■ **DIRECTIONS FOR THIS TASK**:
Substitute "coarse mask" for every "rough mask" in the records and write them out again, leaving everything else unchanged.

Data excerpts
╭──
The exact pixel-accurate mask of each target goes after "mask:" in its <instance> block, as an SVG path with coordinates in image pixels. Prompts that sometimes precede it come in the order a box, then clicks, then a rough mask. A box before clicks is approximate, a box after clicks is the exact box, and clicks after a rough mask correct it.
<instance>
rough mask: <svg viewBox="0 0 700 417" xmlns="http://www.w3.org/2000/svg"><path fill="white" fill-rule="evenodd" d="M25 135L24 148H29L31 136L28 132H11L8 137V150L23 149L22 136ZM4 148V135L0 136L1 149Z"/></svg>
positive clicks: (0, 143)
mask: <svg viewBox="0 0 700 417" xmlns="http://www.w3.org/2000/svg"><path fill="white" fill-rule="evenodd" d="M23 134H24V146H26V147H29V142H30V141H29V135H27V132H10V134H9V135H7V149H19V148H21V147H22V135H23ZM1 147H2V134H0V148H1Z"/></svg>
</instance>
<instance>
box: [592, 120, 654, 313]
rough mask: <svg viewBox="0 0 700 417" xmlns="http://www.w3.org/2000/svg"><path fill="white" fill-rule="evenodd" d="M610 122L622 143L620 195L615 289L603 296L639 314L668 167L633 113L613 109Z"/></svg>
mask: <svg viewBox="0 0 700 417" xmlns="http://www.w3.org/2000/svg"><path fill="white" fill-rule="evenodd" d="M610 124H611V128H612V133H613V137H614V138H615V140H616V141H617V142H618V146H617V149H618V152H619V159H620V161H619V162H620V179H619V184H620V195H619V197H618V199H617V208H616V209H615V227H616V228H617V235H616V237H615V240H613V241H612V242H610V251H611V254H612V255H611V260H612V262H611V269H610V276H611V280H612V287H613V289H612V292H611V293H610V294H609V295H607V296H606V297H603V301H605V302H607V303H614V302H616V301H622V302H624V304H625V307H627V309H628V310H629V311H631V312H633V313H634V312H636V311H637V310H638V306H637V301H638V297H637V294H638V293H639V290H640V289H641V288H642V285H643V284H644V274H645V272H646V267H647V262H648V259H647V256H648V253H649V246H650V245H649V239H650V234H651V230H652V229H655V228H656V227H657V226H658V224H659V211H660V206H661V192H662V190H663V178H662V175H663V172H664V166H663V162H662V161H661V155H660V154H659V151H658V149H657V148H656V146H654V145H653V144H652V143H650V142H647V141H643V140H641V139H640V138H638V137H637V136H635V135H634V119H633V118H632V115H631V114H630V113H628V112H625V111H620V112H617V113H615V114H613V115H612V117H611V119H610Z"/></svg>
╰──
■ **RESULT OF THIS TASK**:
The exact pixel-accurate mask of each target goes after "mask:" in its <instance> block, as an SVG path with coordinates in image pixels. Prompts that sometimes precede it come in the order a box, then clicks, then a coarse mask. A box before clicks is approximate, a box after clicks is the exact box, and clicks after a coarse mask correct it.
<instance>
coarse mask: <svg viewBox="0 0 700 417" xmlns="http://www.w3.org/2000/svg"><path fill="white" fill-rule="evenodd" d="M25 135L24 148H29L31 136L28 132H11L8 137V150L23 149L22 136ZM4 148V135L0 136L1 149Z"/></svg>
positive clicks: (0, 143)
mask: <svg viewBox="0 0 700 417" xmlns="http://www.w3.org/2000/svg"><path fill="white" fill-rule="evenodd" d="M23 134H24V146H26V147H29V142H30V141H29V135H27V132H10V134H9V135H7V149H19V148H21V147H22V135H23ZM1 147H2V134H0V148H1Z"/></svg>
</instance>
<instance>
box: [592, 120, 654, 313]
coarse mask: <svg viewBox="0 0 700 417" xmlns="http://www.w3.org/2000/svg"><path fill="white" fill-rule="evenodd" d="M610 122L622 143L620 195L615 289L603 296L639 314L668 167L633 113L613 109Z"/></svg>
mask: <svg viewBox="0 0 700 417" xmlns="http://www.w3.org/2000/svg"><path fill="white" fill-rule="evenodd" d="M610 124H611V128H612V133H613V137H614V138H615V140H616V141H617V142H618V146H617V149H618V152H619V159H620V161H619V162H620V179H619V184H620V195H619V197H618V199H617V208H616V209H615V227H616V228H617V235H616V237H615V240H613V241H612V242H610V251H611V254H612V255H611V260H612V262H611V269H610V276H611V280H612V287H613V289H612V292H611V293H610V294H609V295H607V296H606V297H603V301H605V302H607V303H614V302H616V301H622V302H624V304H625V307H627V309H628V310H629V311H631V312H633V313H634V312H636V311H637V310H638V306H637V301H638V297H637V294H638V293H639V290H640V289H641V288H642V285H643V284H644V274H645V272H646V267H647V262H648V259H647V256H648V253H649V246H650V245H649V239H650V234H651V230H652V229H655V228H656V227H657V226H658V224H659V211H660V206H661V192H662V190H663V178H662V175H663V172H664V166H663V162H662V161H661V155H660V154H659V151H658V149H657V148H656V146H654V145H653V144H652V143H650V142H647V141H643V140H641V139H640V138H638V137H637V136H635V135H634V119H633V118H632V115H631V114H630V113H628V112H625V111H620V112H617V113H615V114H613V115H612V117H611V119H610Z"/></svg>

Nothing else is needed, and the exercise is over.